● **FRAGMENTO SELECCIONADO**

☆ ☆ ☆ ☆ ☆

# Principiantes > Preguntas Frecuentes >  ¿Qué opináis de la magia con animales vivos?

## Carya

Creo que de un tiempo a esta parte este tipo de magia está de capa caída, y yo personalmente me alegro. Reconozco que yo nunca he hecho magia con animales, en el sentido de palomas, pájaros, conejos o peces, que son los que más he visto, pero siempre que los veo siento un poco de malestar porque no localizando el truco no sé realmente cómo estaban. El otro día vi uno de estos trucos con un pez, en el que vertían agua cristalina sobre una copa y aparecía el pez en esta, un pez naranja vivito y coleando. No es por dármelas de animalista, pero no dejaba de pensar en que a saber dónde había estado hasta ese momento, y en el agobio que debía de pasar en una copa tan pequeña. Por otro lado, el otro día vi un espectáctulo impresionante de un señor que lo hacía con pájaros y estos parecían tener mucha complicidad con él, en el sentido de que le caminaban por el hombro y todo tan tranquilos...

Supongo que depende mucho del trato que le dé el mago a los animales, pero en general ese tipo de trucos no me acaban de convencer. ¿Vosotros qué opináis? ¿Los habéis probado? ¿Podríais decirme si algún truco resulta molesto o incómodo para el animal, aunque solo sea porque se siente asustado?

☆ ☆ ☆ ☆ ☆

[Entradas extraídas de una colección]
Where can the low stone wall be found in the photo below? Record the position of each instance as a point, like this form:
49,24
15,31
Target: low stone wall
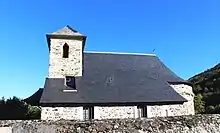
115,112
178,124
186,108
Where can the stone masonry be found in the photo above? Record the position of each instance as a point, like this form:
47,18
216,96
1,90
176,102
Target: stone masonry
57,113
186,108
177,124
115,112
60,67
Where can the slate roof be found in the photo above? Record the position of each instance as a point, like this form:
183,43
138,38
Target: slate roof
112,78
35,98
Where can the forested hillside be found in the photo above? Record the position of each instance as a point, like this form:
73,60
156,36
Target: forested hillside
207,90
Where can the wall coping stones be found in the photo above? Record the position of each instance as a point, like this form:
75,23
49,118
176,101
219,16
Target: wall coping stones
181,124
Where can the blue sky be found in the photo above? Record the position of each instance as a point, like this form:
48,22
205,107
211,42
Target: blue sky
185,34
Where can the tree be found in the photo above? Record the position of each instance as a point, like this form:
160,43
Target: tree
199,104
20,109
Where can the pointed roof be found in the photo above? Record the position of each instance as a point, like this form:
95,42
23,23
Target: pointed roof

☆ ☆ ☆ ☆ ☆

● **OBJETIVO PLANTEADO**
Transcriba literalmente el pasaje del hilo sobre la magia con animales vivos que empieza con "Creo que de" y llega hasta "todo tan tranquilos...".

● **SOLUCIÓN DEL EJERCICIO**
Creo que de un tiempo a esta parte este tipo de magia está de capa caída, y yo personalmente me alegro. Reconozco que yo nunca he hecho magia con animales, en el sentido de palomas, pájaros, conejos o peces, que son los que más he visto, pero siempre que los veo siento un poco de malestar porque no localizando el truco no sé realmente cómo estaban. El otro día vi uno de estos trucos con un pez, en el que vertían agua cristalina sobre una copa y aparecía el pez en esta, un pez naranja vivito y coleando. No es por dármelas de animalista, pero no dejaba de pensar en que a saber dónde había estado hasta ese momento, y en el agobio que debía de pasar en una copa tan pequeña. Por otro lado, el otro día vi un espectáctulo impresionante de un señor que lo hacía con pájaros y estos parecían tener mucha complicidad con él, en el sentido de que le caminaban por el hombro y todo tan tranquilos...